start Listed entries

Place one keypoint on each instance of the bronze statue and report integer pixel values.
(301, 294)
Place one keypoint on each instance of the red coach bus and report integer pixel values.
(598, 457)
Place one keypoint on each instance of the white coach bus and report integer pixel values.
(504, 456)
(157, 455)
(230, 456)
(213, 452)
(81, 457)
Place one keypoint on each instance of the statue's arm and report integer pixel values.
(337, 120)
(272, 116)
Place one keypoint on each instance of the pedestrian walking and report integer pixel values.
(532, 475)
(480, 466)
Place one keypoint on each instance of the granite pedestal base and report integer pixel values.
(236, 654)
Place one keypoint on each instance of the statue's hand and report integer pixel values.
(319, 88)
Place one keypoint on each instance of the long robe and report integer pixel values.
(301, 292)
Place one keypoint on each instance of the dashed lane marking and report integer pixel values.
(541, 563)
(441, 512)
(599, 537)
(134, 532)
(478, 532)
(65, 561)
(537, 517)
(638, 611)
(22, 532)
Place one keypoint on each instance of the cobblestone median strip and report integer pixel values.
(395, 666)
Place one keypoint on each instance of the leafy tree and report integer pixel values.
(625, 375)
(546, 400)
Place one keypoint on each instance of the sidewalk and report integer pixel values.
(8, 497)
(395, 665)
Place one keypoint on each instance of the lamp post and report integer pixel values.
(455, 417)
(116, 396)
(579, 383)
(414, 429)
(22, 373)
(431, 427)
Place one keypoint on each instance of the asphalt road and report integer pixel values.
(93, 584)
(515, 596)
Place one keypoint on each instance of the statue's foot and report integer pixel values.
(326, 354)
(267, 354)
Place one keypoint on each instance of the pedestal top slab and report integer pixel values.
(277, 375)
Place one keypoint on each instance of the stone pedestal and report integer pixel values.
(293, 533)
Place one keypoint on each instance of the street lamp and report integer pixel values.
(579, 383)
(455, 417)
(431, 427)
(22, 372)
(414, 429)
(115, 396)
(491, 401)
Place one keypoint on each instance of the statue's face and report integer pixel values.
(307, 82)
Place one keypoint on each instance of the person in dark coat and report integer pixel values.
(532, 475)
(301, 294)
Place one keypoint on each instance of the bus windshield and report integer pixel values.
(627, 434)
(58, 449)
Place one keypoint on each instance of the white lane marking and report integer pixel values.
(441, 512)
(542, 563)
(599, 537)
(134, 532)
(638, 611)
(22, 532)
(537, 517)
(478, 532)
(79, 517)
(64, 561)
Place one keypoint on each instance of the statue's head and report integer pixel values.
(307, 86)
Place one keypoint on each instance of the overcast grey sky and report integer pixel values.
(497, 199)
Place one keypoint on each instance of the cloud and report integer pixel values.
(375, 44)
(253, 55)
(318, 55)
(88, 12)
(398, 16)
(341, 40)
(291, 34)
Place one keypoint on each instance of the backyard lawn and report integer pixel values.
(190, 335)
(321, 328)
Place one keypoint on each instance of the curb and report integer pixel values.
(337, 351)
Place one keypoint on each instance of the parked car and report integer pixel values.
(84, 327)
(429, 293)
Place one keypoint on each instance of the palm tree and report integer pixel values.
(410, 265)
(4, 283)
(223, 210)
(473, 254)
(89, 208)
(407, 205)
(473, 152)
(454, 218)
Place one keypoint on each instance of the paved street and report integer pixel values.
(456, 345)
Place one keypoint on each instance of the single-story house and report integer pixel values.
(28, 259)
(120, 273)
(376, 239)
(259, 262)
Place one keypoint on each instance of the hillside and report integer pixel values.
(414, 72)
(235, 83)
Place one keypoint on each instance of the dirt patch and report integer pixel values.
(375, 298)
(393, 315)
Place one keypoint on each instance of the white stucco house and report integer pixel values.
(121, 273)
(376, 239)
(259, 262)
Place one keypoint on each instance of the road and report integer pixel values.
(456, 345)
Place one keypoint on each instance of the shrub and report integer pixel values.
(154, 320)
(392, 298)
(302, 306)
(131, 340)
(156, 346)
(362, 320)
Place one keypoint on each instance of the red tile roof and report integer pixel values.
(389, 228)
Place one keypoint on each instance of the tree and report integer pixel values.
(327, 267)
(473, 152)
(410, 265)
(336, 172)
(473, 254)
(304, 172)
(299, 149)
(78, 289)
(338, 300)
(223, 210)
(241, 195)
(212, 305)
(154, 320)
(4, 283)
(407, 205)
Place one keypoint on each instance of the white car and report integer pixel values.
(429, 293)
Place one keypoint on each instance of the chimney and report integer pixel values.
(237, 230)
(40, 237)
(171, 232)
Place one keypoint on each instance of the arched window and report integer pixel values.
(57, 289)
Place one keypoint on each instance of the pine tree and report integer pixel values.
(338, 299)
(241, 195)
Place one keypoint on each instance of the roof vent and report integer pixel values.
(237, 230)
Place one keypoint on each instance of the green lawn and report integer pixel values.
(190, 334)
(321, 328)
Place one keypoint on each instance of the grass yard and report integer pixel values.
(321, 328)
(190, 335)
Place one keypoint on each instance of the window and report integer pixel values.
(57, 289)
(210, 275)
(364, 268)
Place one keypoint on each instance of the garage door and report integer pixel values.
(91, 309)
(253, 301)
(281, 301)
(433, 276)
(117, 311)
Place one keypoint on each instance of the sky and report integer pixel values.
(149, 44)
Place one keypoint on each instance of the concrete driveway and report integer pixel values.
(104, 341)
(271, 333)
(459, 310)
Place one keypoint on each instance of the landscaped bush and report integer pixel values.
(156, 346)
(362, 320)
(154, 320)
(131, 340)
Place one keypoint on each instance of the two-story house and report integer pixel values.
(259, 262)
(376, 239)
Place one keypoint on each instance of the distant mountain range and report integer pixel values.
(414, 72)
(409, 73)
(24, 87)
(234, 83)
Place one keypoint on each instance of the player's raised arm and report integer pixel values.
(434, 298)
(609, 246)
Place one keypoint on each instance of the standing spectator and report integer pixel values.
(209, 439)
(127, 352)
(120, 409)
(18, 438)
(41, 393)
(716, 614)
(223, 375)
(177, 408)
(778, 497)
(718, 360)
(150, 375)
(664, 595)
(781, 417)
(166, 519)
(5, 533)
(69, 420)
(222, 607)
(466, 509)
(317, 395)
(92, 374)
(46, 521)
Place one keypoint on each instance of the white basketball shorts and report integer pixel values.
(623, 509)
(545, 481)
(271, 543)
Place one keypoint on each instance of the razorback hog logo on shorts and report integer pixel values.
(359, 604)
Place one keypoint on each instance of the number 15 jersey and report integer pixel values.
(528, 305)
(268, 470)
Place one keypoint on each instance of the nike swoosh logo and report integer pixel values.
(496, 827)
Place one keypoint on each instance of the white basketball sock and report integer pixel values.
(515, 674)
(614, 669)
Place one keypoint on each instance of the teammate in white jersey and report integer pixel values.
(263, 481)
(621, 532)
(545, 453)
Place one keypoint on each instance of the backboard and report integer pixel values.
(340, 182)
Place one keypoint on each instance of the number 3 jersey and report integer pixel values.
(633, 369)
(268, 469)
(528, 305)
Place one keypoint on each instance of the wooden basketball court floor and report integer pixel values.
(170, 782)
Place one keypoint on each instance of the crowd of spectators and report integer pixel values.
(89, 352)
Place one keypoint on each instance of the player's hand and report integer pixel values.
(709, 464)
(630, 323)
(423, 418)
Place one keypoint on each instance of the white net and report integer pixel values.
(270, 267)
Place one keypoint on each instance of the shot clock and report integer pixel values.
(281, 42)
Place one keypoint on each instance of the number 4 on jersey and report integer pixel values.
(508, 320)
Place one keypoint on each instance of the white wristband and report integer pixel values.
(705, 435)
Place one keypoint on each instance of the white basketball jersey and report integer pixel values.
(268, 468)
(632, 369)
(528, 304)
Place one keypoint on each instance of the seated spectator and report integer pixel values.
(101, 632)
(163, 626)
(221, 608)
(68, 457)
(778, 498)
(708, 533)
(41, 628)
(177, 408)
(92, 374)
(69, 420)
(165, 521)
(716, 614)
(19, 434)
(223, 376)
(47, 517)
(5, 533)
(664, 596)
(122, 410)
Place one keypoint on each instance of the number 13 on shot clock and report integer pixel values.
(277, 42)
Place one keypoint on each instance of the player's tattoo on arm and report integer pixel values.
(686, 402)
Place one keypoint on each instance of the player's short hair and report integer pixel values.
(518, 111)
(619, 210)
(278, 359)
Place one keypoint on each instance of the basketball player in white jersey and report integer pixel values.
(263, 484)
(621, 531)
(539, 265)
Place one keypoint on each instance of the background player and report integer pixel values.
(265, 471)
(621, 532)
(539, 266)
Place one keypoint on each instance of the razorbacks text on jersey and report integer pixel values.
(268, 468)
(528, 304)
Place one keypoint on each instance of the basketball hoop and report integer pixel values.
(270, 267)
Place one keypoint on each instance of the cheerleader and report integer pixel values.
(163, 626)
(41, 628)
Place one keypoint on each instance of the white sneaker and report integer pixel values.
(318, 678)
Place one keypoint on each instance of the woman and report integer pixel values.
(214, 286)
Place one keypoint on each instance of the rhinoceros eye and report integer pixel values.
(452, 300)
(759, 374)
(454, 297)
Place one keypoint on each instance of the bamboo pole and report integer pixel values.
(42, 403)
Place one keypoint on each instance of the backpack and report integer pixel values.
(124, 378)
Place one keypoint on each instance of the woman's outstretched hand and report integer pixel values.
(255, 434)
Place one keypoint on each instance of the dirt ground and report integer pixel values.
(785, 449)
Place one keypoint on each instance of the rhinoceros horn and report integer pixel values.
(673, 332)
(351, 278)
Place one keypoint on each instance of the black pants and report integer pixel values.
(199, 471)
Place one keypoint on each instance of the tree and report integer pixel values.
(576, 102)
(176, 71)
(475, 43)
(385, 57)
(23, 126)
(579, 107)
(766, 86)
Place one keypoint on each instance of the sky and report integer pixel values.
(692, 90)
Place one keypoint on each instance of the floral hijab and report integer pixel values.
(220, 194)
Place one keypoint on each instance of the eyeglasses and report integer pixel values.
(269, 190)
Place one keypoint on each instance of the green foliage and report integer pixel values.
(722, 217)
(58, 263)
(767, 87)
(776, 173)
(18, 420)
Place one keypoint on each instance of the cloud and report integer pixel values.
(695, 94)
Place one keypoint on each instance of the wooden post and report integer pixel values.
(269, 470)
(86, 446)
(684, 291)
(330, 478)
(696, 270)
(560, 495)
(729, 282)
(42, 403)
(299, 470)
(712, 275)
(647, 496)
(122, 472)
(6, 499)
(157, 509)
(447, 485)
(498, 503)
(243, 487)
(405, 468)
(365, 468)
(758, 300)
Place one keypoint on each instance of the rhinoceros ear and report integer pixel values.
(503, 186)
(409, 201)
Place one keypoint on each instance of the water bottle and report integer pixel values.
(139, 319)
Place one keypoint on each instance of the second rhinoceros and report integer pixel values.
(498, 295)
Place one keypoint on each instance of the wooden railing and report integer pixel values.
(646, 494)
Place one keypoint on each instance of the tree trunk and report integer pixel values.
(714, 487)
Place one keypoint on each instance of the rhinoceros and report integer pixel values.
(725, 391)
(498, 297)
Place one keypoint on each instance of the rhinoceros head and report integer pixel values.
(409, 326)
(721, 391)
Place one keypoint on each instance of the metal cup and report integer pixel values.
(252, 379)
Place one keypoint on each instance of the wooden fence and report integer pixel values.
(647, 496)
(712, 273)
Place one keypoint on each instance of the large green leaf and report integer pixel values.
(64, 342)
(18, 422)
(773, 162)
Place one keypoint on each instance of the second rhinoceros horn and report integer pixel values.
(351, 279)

end Listed entries

■ Set task
Extract the closing run of lines, starting with the one containing "Place one keypoint on each instance of the green foliage" and ending at the last, exactly as written.

■ Reply
Place one keypoint on each instance of the green foliage and report integer pixel values.
(722, 217)
(58, 263)
(767, 87)
(776, 173)
(18, 420)
Place one keypoint on each instance of the cloud and report integer pixel values.
(695, 94)
Place one keypoint on each instance of the wooden post and report integer pixel values.
(269, 470)
(86, 446)
(684, 291)
(330, 478)
(696, 270)
(560, 495)
(729, 282)
(42, 403)
(299, 470)
(712, 275)
(647, 496)
(122, 472)
(6, 499)
(157, 509)
(447, 485)
(498, 503)
(243, 487)
(405, 468)
(365, 468)
(758, 300)
Place one keypoint on each instance of the rhinoceros ear and report integer pixel values.
(503, 186)
(409, 201)
Place one keypoint on each instance of the water bottle and report integer pixel values.
(139, 319)
Place one keypoint on each instance of the second rhinoceros and report integer pixel values.
(498, 295)
Place one keypoint on each instance of the wooden railing and report integer pixel values.
(646, 494)
Place one keypoint on each instance of the tree trunk and report integer pixel values.
(714, 487)
Place one keypoint on each instance of the rhinoceros and report integer pixel values.
(725, 391)
(498, 297)
Place one keypoint on each instance of the rhinoceros head and report integer pixel values.
(409, 326)
(721, 391)
Place one keypoint on each instance of the metal cup and report integer pixel values.
(252, 379)
Place one keypoint on each instance of the wooden fence and report integer pixel values.
(647, 496)
(712, 273)
Place one keypoint on each instance of the large green leaf and report integer pixel values.
(64, 342)
(18, 422)
(773, 162)
Place one keypoint on each instance of the second rhinoceros horn and report integer pixel values.
(351, 279)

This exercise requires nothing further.